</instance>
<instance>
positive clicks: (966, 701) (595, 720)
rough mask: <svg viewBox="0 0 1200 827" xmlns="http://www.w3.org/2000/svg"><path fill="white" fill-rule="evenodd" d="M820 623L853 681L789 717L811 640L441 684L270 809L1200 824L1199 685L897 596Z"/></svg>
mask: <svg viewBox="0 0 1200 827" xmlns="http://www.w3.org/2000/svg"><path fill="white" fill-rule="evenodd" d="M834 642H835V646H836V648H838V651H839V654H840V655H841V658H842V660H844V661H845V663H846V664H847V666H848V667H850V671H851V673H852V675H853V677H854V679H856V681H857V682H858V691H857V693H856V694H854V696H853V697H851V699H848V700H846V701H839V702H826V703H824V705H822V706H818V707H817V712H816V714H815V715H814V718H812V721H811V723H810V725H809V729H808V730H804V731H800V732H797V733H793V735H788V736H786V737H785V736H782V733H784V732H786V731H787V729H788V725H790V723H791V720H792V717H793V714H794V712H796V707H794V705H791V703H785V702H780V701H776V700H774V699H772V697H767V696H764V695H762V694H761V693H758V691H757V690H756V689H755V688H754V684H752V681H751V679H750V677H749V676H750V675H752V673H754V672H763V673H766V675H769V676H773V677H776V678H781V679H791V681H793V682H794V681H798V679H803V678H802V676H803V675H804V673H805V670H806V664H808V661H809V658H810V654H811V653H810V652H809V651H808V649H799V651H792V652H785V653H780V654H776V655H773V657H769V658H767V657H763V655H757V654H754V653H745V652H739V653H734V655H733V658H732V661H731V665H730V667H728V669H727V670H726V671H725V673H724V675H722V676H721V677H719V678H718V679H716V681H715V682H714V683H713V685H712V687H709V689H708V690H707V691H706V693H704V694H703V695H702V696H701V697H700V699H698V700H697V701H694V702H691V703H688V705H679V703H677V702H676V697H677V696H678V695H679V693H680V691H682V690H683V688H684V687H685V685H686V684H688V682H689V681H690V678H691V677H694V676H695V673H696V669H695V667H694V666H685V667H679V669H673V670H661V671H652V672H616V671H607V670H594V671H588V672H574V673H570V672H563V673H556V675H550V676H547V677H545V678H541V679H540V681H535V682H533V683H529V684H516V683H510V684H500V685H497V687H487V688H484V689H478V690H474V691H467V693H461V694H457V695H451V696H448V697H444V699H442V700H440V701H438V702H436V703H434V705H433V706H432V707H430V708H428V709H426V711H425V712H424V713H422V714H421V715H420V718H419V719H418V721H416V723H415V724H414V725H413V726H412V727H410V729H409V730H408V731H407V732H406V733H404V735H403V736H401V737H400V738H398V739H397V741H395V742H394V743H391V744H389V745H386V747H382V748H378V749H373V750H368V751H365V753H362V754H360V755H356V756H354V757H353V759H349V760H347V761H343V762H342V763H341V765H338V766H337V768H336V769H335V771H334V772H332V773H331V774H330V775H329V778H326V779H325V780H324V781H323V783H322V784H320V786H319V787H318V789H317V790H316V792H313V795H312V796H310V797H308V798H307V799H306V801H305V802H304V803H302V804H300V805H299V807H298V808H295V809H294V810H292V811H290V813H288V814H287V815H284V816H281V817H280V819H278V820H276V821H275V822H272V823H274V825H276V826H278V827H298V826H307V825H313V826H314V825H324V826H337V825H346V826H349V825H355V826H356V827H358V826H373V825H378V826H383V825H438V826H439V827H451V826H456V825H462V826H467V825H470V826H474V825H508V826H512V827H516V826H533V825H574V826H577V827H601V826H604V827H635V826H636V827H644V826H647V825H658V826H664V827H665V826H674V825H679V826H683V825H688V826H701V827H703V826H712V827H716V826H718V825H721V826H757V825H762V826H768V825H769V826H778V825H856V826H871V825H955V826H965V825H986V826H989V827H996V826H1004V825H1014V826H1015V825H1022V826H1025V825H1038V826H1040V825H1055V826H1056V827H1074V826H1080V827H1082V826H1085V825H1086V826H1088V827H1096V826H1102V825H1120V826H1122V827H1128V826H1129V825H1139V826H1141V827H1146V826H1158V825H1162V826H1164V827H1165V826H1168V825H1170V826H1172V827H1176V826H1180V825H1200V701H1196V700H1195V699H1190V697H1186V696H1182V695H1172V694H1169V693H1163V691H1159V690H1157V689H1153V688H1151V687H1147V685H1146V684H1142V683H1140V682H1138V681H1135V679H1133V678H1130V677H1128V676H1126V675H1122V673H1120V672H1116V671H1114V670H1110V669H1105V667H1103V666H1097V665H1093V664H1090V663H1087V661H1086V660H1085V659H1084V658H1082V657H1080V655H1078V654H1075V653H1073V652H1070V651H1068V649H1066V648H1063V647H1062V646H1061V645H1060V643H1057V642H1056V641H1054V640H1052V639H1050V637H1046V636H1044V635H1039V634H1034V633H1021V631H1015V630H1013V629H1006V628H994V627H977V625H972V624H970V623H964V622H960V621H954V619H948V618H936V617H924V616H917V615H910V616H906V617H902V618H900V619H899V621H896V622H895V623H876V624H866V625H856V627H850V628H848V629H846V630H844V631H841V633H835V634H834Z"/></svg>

-*-

- _The task_: Transcribe every entry exactly, omitting nothing.

- _Result of this task_:
</instance>
<instance>
positive clicks: (966, 701) (595, 720)
rough mask: <svg viewBox="0 0 1200 827" xmlns="http://www.w3.org/2000/svg"><path fill="white" fill-rule="evenodd" d="M820 623L853 681L789 717L811 640L441 684L270 809L1200 824L1199 685L897 596Z"/></svg>
mask: <svg viewBox="0 0 1200 827" xmlns="http://www.w3.org/2000/svg"><path fill="white" fill-rule="evenodd" d="M834 642H835V646H836V648H838V651H839V654H840V655H841V658H842V660H844V661H845V663H846V664H847V666H848V667H850V671H851V673H852V675H853V677H854V679H856V681H857V682H858V691H857V693H856V694H854V696H853V697H851V699H848V700H846V701H839V702H826V703H824V705H822V706H818V707H817V712H816V714H815V715H814V718H812V721H811V723H810V725H809V729H808V730H804V731H800V732H797V733H793V735H788V736H786V737H785V736H782V733H784V732H786V731H787V729H788V725H790V723H791V720H792V717H793V714H794V712H796V707H794V705H791V703H785V702H780V701H776V700H774V699H772V697H767V696H764V695H762V694H761V693H758V691H757V690H756V689H755V688H754V684H752V681H751V679H750V677H749V676H750V675H752V673H754V672H763V673H766V675H769V676H773V677H776V678H781V679H791V681H793V682H794V681H798V679H803V678H802V676H803V675H804V673H805V670H806V664H808V661H809V658H810V654H811V653H810V652H809V651H808V649H799V651H792V652H785V653H780V654H776V655H773V657H769V658H767V657H763V655H757V654H754V653H745V652H739V653H734V655H733V658H732V661H731V665H730V667H728V669H727V670H726V671H725V673H724V675H722V676H721V677H719V678H718V679H716V681H715V682H714V683H713V685H712V687H709V689H708V690H707V691H706V693H704V694H703V695H702V696H701V697H700V699H698V700H697V701H694V702H691V703H688V705H679V703H677V702H676V697H677V696H678V695H679V693H680V691H682V690H683V688H684V687H685V685H686V684H688V682H689V681H690V678H691V677H694V676H695V673H696V669H695V667H694V666H685V667H679V669H673V670H661V671H652V672H616V671H607V670H594V671H588V672H574V673H570V672H563V673H556V675H550V676H547V677H545V678H541V679H540V681H535V682H533V683H529V684H516V683H510V684H500V685H497V687H487V688H484V689H478V690H474V691H467V693H461V694H457V695H451V696H448V697H444V699H442V700H440V701H438V702H436V703H434V705H433V706H432V707H430V708H428V709H426V711H425V712H424V713H422V714H421V715H420V718H419V719H418V721H416V723H415V724H414V725H413V726H412V727H410V729H409V730H408V731H407V732H406V733H404V735H403V736H401V737H400V738H398V739H397V741H395V742H394V743H391V744H389V745H386V747H382V748H378V749H373V750H368V751H365V753H362V754H360V755H356V756H354V757H353V759H349V760H347V761H343V762H342V763H341V765H338V766H337V768H336V769H335V771H334V772H332V773H331V774H330V775H329V778H326V779H325V780H324V781H323V783H322V784H320V786H319V787H318V789H317V790H316V792H313V795H312V796H310V797H308V798H307V799H306V801H305V802H304V803H302V804H300V805H299V807H298V808H295V809H294V810H292V811H290V813H288V814H287V815H284V816H281V817H280V819H278V820H276V821H275V822H272V823H274V825H276V826H278V827H298V826H307V825H313V826H314V825H324V826H337V825H346V826H349V825H355V826H356V827H358V826H373V825H378V826H383V825H438V826H439V827H451V826H456V825H462V826H467V825H470V826H474V825H508V826H512V827H516V826H533V825H574V826H577V827H601V826H604V827H635V826H636V827H644V826H647V825H658V826H664V827H665V826H674V825H679V826H683V825H688V826H701V827H703V826H712V827H716V826H718V825H721V826H757V825H762V826H768V825H769V826H778V825H856V826H871V825H955V826H965V825H986V826H989V827H996V826H1004V825H1014V826H1015V825H1022V826H1025V825H1038V826H1040V825H1055V826H1056V827H1074V826H1080V827H1082V826H1085V825H1086V826H1088V827H1096V826H1102V825H1120V826H1122V827H1128V826H1129V825H1139V826H1141V827H1146V826H1158V825H1162V826H1164V827H1165V826H1168V825H1170V826H1172V827H1176V826H1180V825H1200V701H1196V700H1195V699H1190V697H1186V696H1182V695H1172V694H1169V693H1163V691H1159V690H1157V689H1153V688H1151V687H1147V685H1146V684H1142V683H1140V682H1138V681H1135V679H1133V678H1130V677H1128V676H1126V675H1122V673H1120V672H1116V671H1114V670H1110V669H1105V667H1103V666H1097V665H1093V664H1090V663H1087V661H1086V660H1085V659H1084V658H1082V657H1080V655H1078V654H1075V653H1073V652H1070V651H1068V649H1066V648H1063V647H1062V646H1061V645H1060V643H1057V642H1056V641H1054V640H1052V639H1050V637H1046V636H1044V635H1039V634H1034V633H1021V631H1015V630H1013V629H1006V628H994V627H977V625H972V624H970V623H964V622H960V621H954V619H948V618H936V617H924V616H917V615H910V616H906V617H902V618H900V619H899V621H896V622H895V623H876V624H866V625H856V627H850V628H848V629H846V630H844V631H841V633H835V634H834Z"/></svg>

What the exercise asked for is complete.